- WHAT TO DO
Every record below is to be restated word for word, and no picture is to be copied.

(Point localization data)
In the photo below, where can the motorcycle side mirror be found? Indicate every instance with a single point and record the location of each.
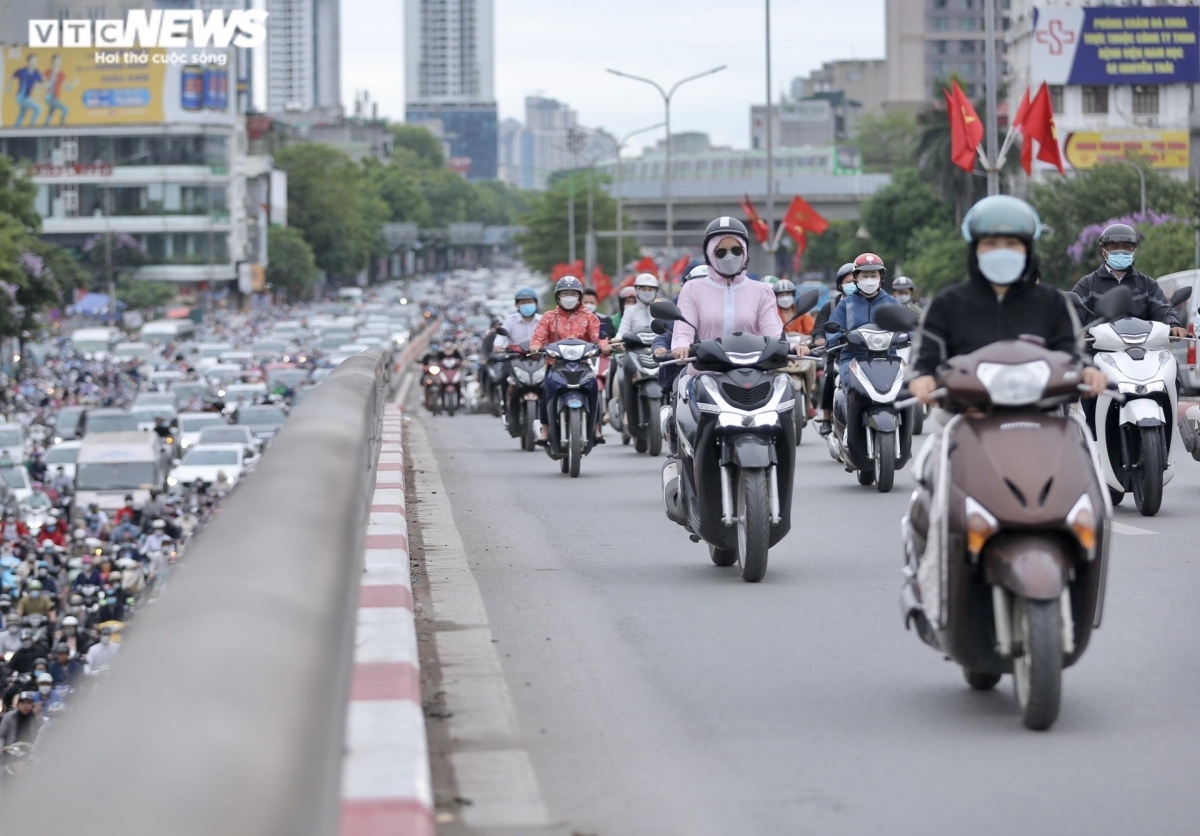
(897, 318)
(1114, 305)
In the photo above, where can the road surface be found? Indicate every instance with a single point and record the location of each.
(657, 693)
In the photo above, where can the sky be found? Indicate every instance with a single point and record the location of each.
(561, 48)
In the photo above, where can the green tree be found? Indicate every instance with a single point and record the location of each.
(291, 264)
(546, 242)
(420, 142)
(886, 140)
(335, 204)
(895, 212)
(1093, 196)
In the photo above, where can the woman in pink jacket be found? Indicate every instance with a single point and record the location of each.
(726, 300)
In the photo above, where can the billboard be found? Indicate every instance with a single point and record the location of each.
(1161, 149)
(83, 88)
(1122, 44)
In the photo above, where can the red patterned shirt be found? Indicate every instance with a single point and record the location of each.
(559, 324)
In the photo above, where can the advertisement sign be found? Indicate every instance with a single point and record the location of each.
(1161, 149)
(82, 88)
(1123, 44)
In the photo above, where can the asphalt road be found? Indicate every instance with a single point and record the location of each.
(658, 693)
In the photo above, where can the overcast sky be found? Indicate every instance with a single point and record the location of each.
(561, 48)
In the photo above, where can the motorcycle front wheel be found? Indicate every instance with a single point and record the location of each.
(1147, 483)
(1037, 672)
(754, 523)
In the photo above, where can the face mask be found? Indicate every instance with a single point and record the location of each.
(1120, 260)
(869, 286)
(1002, 266)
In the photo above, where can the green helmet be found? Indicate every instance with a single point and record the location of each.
(1001, 215)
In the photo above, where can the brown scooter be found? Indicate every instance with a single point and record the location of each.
(1007, 534)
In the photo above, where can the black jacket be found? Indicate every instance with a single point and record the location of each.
(970, 316)
(1149, 300)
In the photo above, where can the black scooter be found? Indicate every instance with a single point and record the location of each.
(641, 408)
(732, 482)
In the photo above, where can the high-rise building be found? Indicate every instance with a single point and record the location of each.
(449, 78)
(928, 41)
(304, 71)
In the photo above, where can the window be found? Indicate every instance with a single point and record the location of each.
(1096, 100)
(1056, 97)
(1145, 100)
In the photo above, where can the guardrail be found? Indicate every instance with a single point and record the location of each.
(226, 707)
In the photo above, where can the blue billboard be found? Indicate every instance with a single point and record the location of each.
(1123, 44)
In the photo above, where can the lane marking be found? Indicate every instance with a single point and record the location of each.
(1122, 528)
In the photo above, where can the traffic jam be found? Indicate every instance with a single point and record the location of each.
(117, 446)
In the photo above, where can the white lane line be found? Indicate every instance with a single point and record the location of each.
(1121, 528)
(491, 769)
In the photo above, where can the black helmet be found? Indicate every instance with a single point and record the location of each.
(1001, 215)
(726, 226)
(1120, 233)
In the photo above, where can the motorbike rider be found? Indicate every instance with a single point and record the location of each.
(1000, 300)
(785, 304)
(1119, 248)
(903, 289)
(844, 284)
(569, 320)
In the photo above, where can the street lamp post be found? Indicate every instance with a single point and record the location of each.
(666, 106)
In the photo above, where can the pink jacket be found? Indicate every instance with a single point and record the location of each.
(720, 307)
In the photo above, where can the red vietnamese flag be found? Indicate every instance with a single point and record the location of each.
(601, 282)
(801, 215)
(1038, 125)
(757, 226)
(966, 130)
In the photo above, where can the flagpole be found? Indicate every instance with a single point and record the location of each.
(993, 131)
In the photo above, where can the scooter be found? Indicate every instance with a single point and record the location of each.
(1134, 437)
(527, 372)
(871, 437)
(451, 384)
(803, 372)
(1007, 535)
(731, 486)
(641, 413)
(570, 402)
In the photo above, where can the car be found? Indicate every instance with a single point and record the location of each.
(263, 421)
(18, 481)
(69, 423)
(63, 455)
(12, 441)
(192, 426)
(211, 464)
(109, 421)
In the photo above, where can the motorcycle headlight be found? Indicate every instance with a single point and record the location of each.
(1014, 385)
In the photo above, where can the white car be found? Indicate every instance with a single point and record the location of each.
(191, 425)
(211, 464)
(63, 455)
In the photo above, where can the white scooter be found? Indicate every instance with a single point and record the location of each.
(1133, 432)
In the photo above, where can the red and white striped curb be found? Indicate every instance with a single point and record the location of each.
(385, 776)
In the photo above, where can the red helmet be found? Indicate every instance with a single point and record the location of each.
(869, 262)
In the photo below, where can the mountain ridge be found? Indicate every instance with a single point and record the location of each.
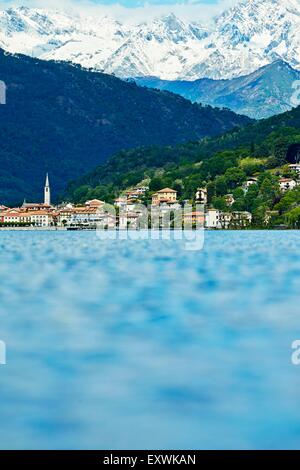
(242, 39)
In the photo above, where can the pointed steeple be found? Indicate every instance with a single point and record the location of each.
(47, 193)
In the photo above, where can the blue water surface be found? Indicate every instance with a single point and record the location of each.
(123, 344)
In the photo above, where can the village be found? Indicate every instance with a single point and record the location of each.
(128, 211)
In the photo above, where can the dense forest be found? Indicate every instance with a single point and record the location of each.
(221, 164)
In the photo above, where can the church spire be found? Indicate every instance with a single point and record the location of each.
(47, 193)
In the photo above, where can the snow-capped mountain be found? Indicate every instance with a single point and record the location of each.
(239, 41)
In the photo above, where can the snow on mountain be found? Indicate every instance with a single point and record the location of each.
(242, 39)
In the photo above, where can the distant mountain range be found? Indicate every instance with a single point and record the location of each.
(244, 38)
(261, 94)
(65, 120)
(258, 140)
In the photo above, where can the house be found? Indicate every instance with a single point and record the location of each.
(201, 196)
(37, 207)
(95, 203)
(121, 202)
(79, 216)
(241, 219)
(229, 199)
(164, 195)
(225, 219)
(128, 220)
(287, 183)
(41, 218)
(249, 182)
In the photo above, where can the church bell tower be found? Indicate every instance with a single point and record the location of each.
(47, 193)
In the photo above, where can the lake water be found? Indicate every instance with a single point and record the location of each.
(142, 344)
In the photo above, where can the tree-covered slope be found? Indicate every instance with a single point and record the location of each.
(192, 162)
(65, 120)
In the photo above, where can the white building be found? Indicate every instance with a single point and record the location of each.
(286, 184)
(212, 218)
(47, 192)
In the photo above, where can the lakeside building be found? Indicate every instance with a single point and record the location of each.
(165, 195)
(215, 219)
(201, 196)
(194, 219)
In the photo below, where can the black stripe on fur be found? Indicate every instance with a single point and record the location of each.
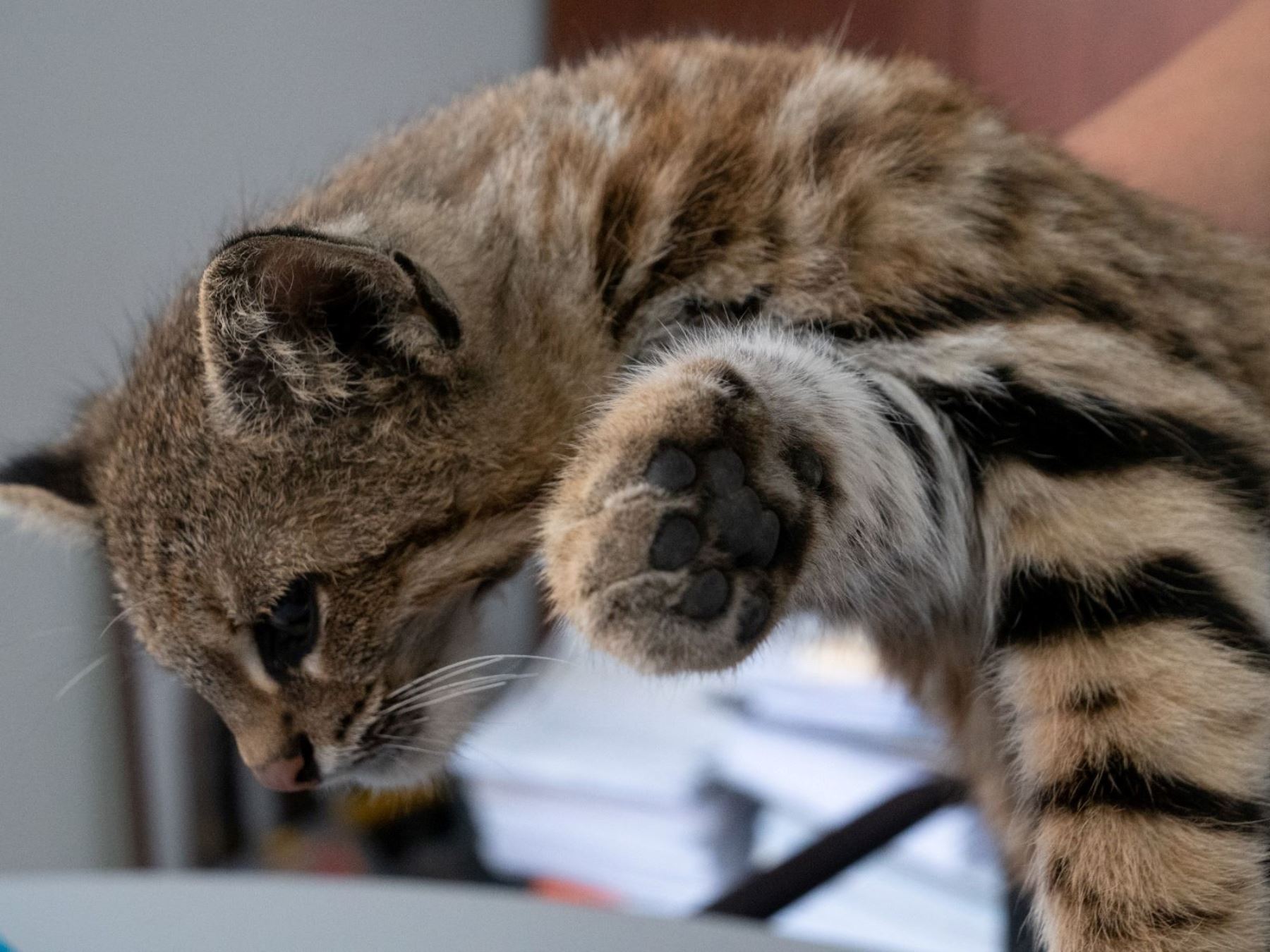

- REPLY TO THE TASK
In the photo below, where can the motorcycle side mirror be found? Indicate every instance with a single point and record the location of each.
(897, 318)
(1114, 305)
In the photo above, where can the road surface be found? Indicate every instance with a single point and record the location of each.
(657, 693)
In the photo above, where can the sky be found? Indicate every instance with a single point and record the location of each.
(561, 48)
In the photo above, where can the green tree be found? Indicate every instance with a single point and record the location of each.
(291, 264)
(546, 242)
(420, 142)
(886, 140)
(335, 204)
(895, 212)
(1093, 196)
In the photo above, where can the woman in pink jacket be found? Indicate every instance with a single point and record the location of each.
(726, 300)
In the photo above, where can the billboard be found? Indicate every instance with a single point and record the location of each.
(1161, 149)
(83, 88)
(1122, 44)
In the photo above, where can the red patterned shirt be found? Indicate every instance with a single point and record the location of each.
(559, 324)
In the photo above, where can the advertisement sign be found? Indicate every instance with a single point and record the location of each.
(1161, 149)
(82, 88)
(1123, 44)
In the photo above, where can the asphalt road be found? Indicate every instance with a single point and record the location of each.
(658, 693)
In the photo above, where can the overcast sky be found? Indicate every instance with a single point and record the location of each.
(561, 48)
In the photo above, where can the motorcycle front wheel be found? Indicate every instance with a single point and record the location of each.
(1147, 483)
(1037, 672)
(754, 523)
In the photo above, where can the face mask be found? Indicate every instance with a single point and record the location of each.
(1120, 260)
(869, 286)
(1002, 266)
In the photo above, where can the green helmet be found? Indicate every instance with a single point and record the location of each.
(1001, 215)
In the photo above, where can the brown scooter be found? Indicate every instance with a single point and record the location of each.
(1007, 534)
In the photo above, where can the black jacket be found? Indicate every instance with a single point and record the location of each.
(970, 316)
(1149, 300)
In the photo above, where can the black scooter be found? Indicate every instance with a single point and record the location of each.
(641, 408)
(732, 482)
In the photo above, where can the high-rise building be found? Indicate every instance with a single point and record the location of each.
(449, 78)
(928, 41)
(304, 71)
In the photo above, where can the window be found? Indicate every instance with a single point and record the location of each.
(1096, 100)
(1056, 97)
(1145, 100)
In the photo above, where can the guardrail be found? Indicate every instance with a single point and record the location of each.
(226, 707)
In the photo above, where can the blue billboard be found? Indicate every instance with a single point and record the location of each.
(1123, 44)
In the photo above, where can the lane marking be found? Indicate every instance with a single point and record the location of each.
(1122, 528)
In the photo above, where can the traffic jam be found? Indicate every instance with a single point and record the location of each.
(117, 446)
In the photo above, where can the white lane line be found? Indicate every instance with a single point and record the location of each.
(1121, 528)
(491, 769)
In the photo above, where can the black helmet be found? Indicate every instance with a single point and record the location of each.
(1001, 215)
(726, 226)
(1120, 233)
In the photo above, where can the motorbike rider be found? Indicate every instance with a single point and record the location of each.
(1000, 300)
(785, 304)
(1119, 248)
(903, 289)
(844, 284)
(569, 320)
In the photo above, where can the street lamp post be found? Indicate every instance with a single point and record the location of each.
(666, 106)
In the photo above, where can the pink jacket be found? Indicate every instance with a single point and record the location of each.
(720, 307)
In the photo above, where can the red vietnamese flag be found? Indicate every instance with a single point and record the location of each.
(601, 282)
(801, 215)
(1038, 125)
(757, 226)
(966, 130)
In the photo above, where can the flagpole be found? Indicate every instance with a single point and record the location of each.
(993, 131)
In the photo above, where can the scooter be found? Indicate every instance with a single point and record the location of each.
(1134, 437)
(527, 372)
(871, 437)
(451, 384)
(803, 372)
(1007, 535)
(731, 486)
(641, 413)
(570, 402)
In the photo above, where can the car be found? Indicate every instance with a single point and record the location of each.
(263, 421)
(18, 481)
(69, 423)
(63, 455)
(12, 441)
(192, 426)
(211, 464)
(109, 421)
In the photo above, where can the motorcycle headlight be found? Indicate every instance with a single point and record the location of each.
(1014, 385)
In the photo above, where can the white car be found? Indicate every instance with a single point and record the location of each.
(191, 425)
(211, 464)
(63, 455)
In the photo above, where can the white scooter be found? Indicate every instance with a single point and record the location of each.
(1133, 432)
In the photo above, where can the red and white striped curb be found? Indicate every instance with a single point and record the location of each.
(385, 776)
In the photo above, where can the red helmet be found? Indicate every instance with a single point and record the location of each.
(869, 262)
In the photo below, where can the mountain ridge be found? Indicate every instance with a single point and record the location of each.
(242, 39)
In the photo above, where can the pointed steeple be found? Indicate every instance with a single point and record the location of each.
(47, 193)
In the photo above, where can the blue water surface be found? Indicate every instance with a single point and record the location of each.
(123, 344)
In the photo above, where can the village be found? Indicate every instance with a single point and record the location of each.
(128, 211)
In the photo above, where can the dense forest be found? Indicate every instance with a single point and record the location of each.
(221, 164)
In the photo above, where can the church spire be found? Indicate every instance with a single point and record the location of each.
(47, 193)
In the photo above, where can the snow-capped mountain be found? Indicate every instance with a single point and record the location of each.
(239, 41)
In the photo above, where can the snow on mountain be found? Indicate every instance with a single point and record the location of each.
(242, 39)
In the photo above, where can the distant mountain range be found? Indicate every instance with a single point and record the location of each.
(244, 38)
(261, 94)
(65, 120)
(258, 140)
In the photo above, where can the house be found? Indicate every instance with a single point and record the location of each.
(201, 196)
(37, 207)
(95, 203)
(121, 202)
(79, 216)
(241, 219)
(229, 199)
(164, 195)
(225, 219)
(128, 220)
(287, 183)
(41, 218)
(249, 182)
In the photo above, where can the church bell tower be found? Indicate every instance with a single point and record the location of each.
(47, 193)
In the photo above, where can the lake water be found? Indicate every instance with a single point and record the location of each.
(142, 344)
In the photo above, where can the tree-covered slope be found? Indicate every instance with a single point and record the location of each.
(192, 162)
(65, 120)
In the photo above, where can the white building be found? Indicate every instance with a single point and record the location of each.
(286, 184)
(212, 218)
(47, 192)
In the photo above, where can the lakeside building be found? Indicate every instance with a single point and record the location of each.
(165, 195)
(215, 219)
(201, 196)
(194, 219)
In the photo below, where can the black stripe on fur be found? Indicate every instance with a single point and record the location of each.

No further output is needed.